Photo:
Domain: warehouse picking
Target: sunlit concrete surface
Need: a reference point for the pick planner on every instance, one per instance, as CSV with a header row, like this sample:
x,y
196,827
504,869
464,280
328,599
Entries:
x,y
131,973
######
• _Exercise objective_:
Reproduce the listing above word for word, every line included.

• _Expected output_:
Photo:
Domain: warehouse picking
Target: sunlit concrete surface
Need: a reference point for the pick planner on every instance, one per instance, as CSV with a header row, like this sample:
x,y
196,827
504,869
464,280
328,599
Entries:
x,y
131,973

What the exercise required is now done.